AVAILABLE DATA START

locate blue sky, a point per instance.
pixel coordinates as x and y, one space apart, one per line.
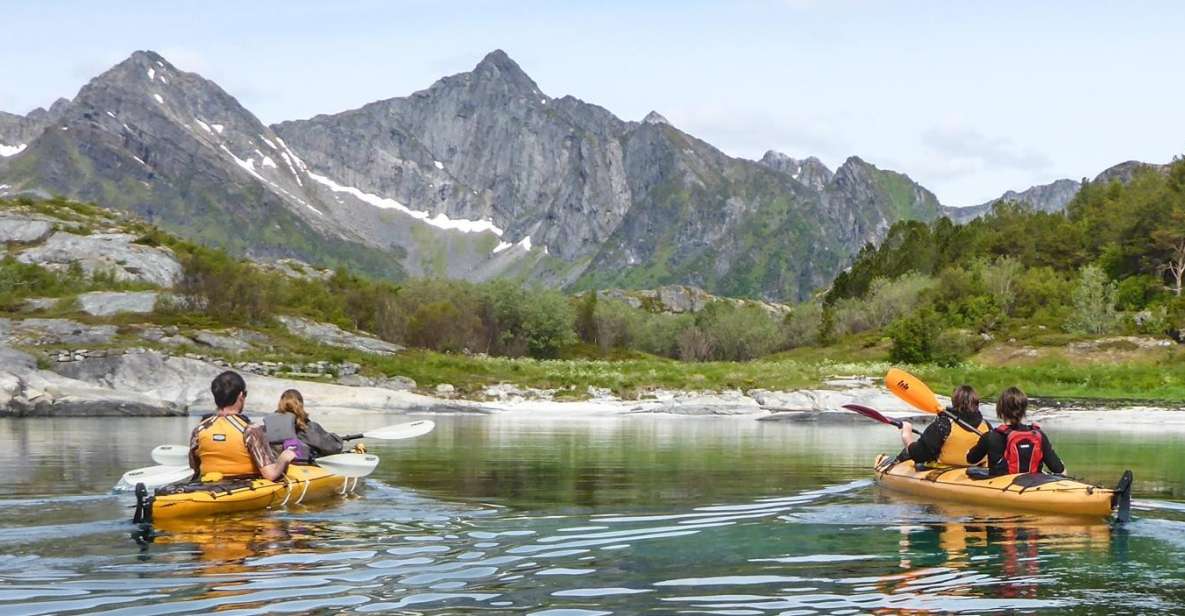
969 98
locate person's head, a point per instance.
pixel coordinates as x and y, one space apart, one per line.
230 391
965 400
1012 405
293 403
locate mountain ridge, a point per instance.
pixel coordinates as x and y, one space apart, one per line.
479 175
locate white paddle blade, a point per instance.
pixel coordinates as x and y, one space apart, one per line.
171 455
153 477
405 430
348 464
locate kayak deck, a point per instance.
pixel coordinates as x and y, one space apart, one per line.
1032 492
302 483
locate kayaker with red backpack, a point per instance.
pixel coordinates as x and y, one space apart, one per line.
1013 447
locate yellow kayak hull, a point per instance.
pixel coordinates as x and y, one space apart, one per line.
1023 492
302 485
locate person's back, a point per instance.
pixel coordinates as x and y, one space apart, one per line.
290 422
948 438
226 443
1014 447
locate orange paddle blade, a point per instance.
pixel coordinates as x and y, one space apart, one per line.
911 390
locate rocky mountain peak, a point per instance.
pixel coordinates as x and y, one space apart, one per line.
498 65
808 171
655 117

AVAILABLE DATA END

Set down the records above exactly as written, beginning with the first line and ending with the line that contains "locate white paddle", and do not include pictures.

locate blue sky, a point per instance.
pixel coordinates as x and y, one space apart, one per line.
969 98
locate person's head, a point per instance.
pixel coordinates as x and y, one space apart, one per line.
230 391
965 400
1012 405
293 403
locate mountain ridge, a point per instance.
pixel coordinates as x and y, one space apart, one per line.
479 175
locate white paddle blade, a point per instance.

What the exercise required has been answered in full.